Rewrite the material from the line with "Could you spot the woman's eyebrow" up to and including the line with "Query: woman's eyebrow", putting "Label" in place of "Query" and keeping everything else the same.

(Saved data entries)
[start]

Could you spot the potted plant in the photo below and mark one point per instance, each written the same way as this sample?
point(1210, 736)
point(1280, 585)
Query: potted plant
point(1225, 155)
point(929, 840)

[end]
[start]

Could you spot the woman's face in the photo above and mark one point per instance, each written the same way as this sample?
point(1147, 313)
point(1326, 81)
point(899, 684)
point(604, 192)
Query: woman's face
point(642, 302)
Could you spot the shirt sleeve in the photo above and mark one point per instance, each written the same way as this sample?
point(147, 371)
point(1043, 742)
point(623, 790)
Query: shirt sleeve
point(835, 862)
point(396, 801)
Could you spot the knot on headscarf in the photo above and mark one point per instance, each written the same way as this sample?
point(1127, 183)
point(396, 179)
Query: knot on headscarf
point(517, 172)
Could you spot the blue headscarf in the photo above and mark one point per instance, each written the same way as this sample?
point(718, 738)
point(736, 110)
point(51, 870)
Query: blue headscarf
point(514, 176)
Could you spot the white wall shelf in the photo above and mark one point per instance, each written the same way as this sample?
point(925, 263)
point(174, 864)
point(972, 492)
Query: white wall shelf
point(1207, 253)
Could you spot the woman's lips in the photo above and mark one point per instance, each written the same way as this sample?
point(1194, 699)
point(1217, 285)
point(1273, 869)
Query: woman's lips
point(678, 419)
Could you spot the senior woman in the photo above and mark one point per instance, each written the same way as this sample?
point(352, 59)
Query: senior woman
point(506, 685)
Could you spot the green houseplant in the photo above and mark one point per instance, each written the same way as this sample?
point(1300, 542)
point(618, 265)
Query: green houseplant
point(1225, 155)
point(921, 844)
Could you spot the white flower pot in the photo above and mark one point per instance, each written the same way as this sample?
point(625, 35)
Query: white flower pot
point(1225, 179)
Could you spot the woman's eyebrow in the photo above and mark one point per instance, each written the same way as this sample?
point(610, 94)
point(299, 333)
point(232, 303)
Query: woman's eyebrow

[end]
[start]

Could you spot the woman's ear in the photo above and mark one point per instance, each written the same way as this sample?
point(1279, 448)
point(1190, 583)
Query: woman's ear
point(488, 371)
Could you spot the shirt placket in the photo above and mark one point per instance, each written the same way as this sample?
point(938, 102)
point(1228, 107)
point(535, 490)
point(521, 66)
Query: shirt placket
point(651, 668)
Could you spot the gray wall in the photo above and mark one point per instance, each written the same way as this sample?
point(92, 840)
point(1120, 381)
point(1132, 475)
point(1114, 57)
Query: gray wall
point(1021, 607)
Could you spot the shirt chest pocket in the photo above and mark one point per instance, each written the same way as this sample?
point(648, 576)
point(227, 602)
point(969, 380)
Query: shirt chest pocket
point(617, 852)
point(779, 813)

[end]

RESULT OF THIS TASK:
Could you spot the woman's eyebrow in the photo above and mark one point per instance, each written the same way as this sample?
point(610, 94)
point(299, 333)
point(232, 303)
Label: woman's eyebrow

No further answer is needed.